Source document:
== Segment start ==

None of us were prepared for the global pandemic we find ourselves in.  Healthcare workers show up day after day, putting their health and lives on the line.

I worked in a primary care clinic for almost 8 years as a Case Manager and Behavioral Health Professional. I also worked there for 8 months of the pandemic.  Although I have since stepped away from my role there, I was witness to the stress, confusion and burnout among healthcare workers.  Co-workers who had previously never experienced mental health concerns, suddenly felt more anxious or depressed.

Symptoms of Depression and Anxiety

It’s common for everyone to feel stressed or sad from time to time. But when certain symptoms linger, you are typically dealing with depression or anxiety. If you’ve never dealt with either before, you may not know the symptoms.

Symptoms of depression include:

  • A persistent feeling of sadness
  • A lack of energy
  • Feelings of hopelessness
  • Sleep disruption (either sleeping too much or too little)
  • Appetite disruption (eating too much or too little)

== Segment end ==

Material provided:

== Segment start ==

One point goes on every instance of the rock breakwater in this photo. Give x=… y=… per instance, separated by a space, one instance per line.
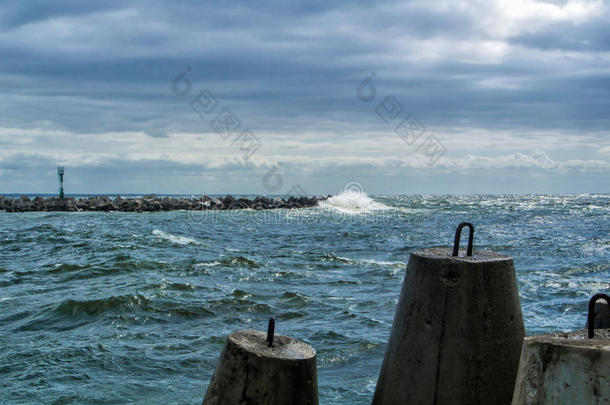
x=151 y=203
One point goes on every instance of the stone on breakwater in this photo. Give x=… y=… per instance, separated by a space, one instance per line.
x=151 y=203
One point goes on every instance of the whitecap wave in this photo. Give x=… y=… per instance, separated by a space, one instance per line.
x=350 y=202
x=177 y=239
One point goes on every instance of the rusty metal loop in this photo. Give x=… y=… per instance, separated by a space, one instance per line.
x=458 y=234
x=591 y=313
x=270 y=331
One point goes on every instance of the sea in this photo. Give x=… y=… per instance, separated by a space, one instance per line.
x=118 y=308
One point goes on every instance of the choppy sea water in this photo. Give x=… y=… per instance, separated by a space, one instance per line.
x=113 y=308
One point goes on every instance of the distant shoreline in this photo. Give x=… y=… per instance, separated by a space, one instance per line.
x=152 y=203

== Segment end ==

What you will do:
a) Decide whether each statement below agrees with the text on healthcare workers' mental health during the pandemic, giving yes or no plus the deciding words of that text quoted exactly: (i) The writer worked in a primary care clinic for almost 8 years. (ii) The writer still holds a role at the clinic. (iii) Sleeping too much or too little appears among the listed symptoms of depression.
b) Please reproduce word for word the part of the text on healthcare workers' mental health during the pandemic between "I worked in" and "sleeping too much or too little)", inclusive.
c) Extend the text on healthcare workers' mental health during the pandemic, picking up right after its final line.

Outputs by task:
a)
(i) Yes: "I worked in a primary care clinic for almost 8 years as a Case Manager and Behavioral Health Professional."
(ii) No: "Although I have since stepped away from my role there"
(iii) Yes: "Sleep disruption (either sleeping too much or too little)"

b)
I worked in a primary care clinic for almost 8 years as a Case Manager and Behavioral Health Professional. I also worked there for 8 months of the pandemic.  Although I have since stepped away from my role there, I was witness to the stress, confusion and burnout among healthcare workers.  Co-workers who had previously never experienced mental health concerns, suddenly felt more anxious or depressed.

Symptoms of Depression and Anxiety

It’s common for everyone to feel stressed or sad from time to time. But when certain symptoms linger, you are typically dealing with depression or anxiety. If you’ve never dealt with either before, you may not know the symptoms.

Symptoms of depression include:

  • A persistent feeling of sadness
  • A lack of energy
  • Feelings of hopelessness
  • Sleep disruption (either sleeping too much or too little)

c)
  • Difficulty focusing
  • A loss of enjoyment of previous hobbies or activities
  • Thoughts of death or suicide

Symptoms of anxiety include:

  • Excessive worry
  • Agitation
  • Restlessness
  • Fatigue
  • Difficulty concentrating
  • Tense muscles
  • Panic attacks
  • Trouble falling or staying asleep
  • Irrational fears

Is it Time to Seek Therapy?

For many healthcare workers, our time and focus is on how we can help others. The idea of self-care and asking others for help is not something on our radar.

If you are a healthcare worker that is experiencing symptoms of anxiety or depression, you may find therapy to be helpful. A therapist can offer strategies that will help you cope with your symptoms and deal with  underlying emotions.